** Start of Record set **

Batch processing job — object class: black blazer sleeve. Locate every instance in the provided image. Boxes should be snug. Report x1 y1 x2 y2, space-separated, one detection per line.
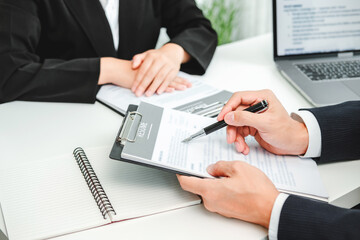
0 0 100 103
161 0 218 74
307 101 360 163
278 196 360 240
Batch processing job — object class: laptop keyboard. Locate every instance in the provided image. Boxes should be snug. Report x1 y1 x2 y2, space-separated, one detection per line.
295 60 360 81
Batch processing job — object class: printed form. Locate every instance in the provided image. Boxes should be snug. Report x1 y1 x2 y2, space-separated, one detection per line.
152 109 328 198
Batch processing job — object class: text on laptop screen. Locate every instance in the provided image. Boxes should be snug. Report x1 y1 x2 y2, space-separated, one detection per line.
276 0 360 56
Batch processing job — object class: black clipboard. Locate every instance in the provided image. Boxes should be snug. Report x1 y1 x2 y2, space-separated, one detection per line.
109 105 204 178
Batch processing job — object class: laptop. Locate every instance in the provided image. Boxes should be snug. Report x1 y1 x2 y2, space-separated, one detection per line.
273 0 360 106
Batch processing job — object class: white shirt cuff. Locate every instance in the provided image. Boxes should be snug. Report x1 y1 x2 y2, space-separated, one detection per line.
268 193 289 240
291 110 321 158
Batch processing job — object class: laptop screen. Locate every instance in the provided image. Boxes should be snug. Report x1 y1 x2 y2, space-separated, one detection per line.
274 0 360 56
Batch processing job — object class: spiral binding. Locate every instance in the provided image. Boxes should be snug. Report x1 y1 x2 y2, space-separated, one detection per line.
73 147 116 219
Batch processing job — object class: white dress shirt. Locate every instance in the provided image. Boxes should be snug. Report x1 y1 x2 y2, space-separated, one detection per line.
268 110 321 240
99 0 119 51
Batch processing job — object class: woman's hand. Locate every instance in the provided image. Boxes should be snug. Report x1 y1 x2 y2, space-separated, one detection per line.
131 43 191 96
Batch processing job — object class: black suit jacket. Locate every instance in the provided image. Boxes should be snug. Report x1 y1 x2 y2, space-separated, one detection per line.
0 0 217 103
278 101 360 240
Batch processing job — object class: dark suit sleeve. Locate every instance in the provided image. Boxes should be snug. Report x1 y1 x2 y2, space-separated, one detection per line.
306 101 360 163
0 0 100 103
278 196 360 240
161 0 217 74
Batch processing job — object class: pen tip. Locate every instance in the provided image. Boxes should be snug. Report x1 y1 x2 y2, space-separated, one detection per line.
181 138 191 143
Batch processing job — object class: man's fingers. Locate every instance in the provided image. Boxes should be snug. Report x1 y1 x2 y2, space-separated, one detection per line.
235 132 250 155
226 125 237 144
224 111 265 130
206 161 234 177
176 174 206 195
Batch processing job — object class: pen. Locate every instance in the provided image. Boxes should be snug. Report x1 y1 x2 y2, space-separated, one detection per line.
182 100 269 143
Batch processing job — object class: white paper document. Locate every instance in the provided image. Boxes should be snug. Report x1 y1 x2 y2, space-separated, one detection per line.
96 72 232 114
122 104 328 198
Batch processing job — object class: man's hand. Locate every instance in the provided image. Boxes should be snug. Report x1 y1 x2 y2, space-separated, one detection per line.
131 43 191 96
218 90 309 155
177 161 279 228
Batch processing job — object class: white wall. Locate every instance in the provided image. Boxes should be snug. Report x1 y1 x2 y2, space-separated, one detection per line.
157 0 272 47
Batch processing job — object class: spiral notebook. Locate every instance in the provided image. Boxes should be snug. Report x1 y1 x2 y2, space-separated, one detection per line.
0 148 200 240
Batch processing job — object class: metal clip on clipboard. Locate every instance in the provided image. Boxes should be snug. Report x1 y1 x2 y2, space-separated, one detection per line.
117 111 142 145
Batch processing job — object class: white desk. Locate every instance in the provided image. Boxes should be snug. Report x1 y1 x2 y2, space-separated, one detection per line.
0 35 360 240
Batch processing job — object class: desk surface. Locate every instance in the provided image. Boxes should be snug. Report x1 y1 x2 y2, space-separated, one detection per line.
0 34 360 240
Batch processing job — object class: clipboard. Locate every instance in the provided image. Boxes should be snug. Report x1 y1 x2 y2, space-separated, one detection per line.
109 103 204 178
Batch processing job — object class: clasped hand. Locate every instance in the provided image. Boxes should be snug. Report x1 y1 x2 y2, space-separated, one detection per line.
98 43 191 97
131 43 191 97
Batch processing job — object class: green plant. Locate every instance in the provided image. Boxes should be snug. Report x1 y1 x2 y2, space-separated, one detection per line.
200 0 240 45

** End of Record set **

Rewrite the lines from the start through the line containing "295 60 360 81", replacing "snug" with "tight" and changing nothing else. Leave the pictures out of your answer.

**Exercise solution**
Batch processing job — object class: black blazer sleeve. Locate every instance in the provided image. Boxes should be tight. Report x1 y1 x2 y2, space-separated, one detection per line.
0 0 100 103
161 0 218 74
307 101 360 163
278 196 360 240
Batch processing job — object class: laptop keyboard. Locate every instance in the provided image. Boxes should be tight. Report x1 y1 x2 y2, space-separated, one detection per line.
295 60 360 81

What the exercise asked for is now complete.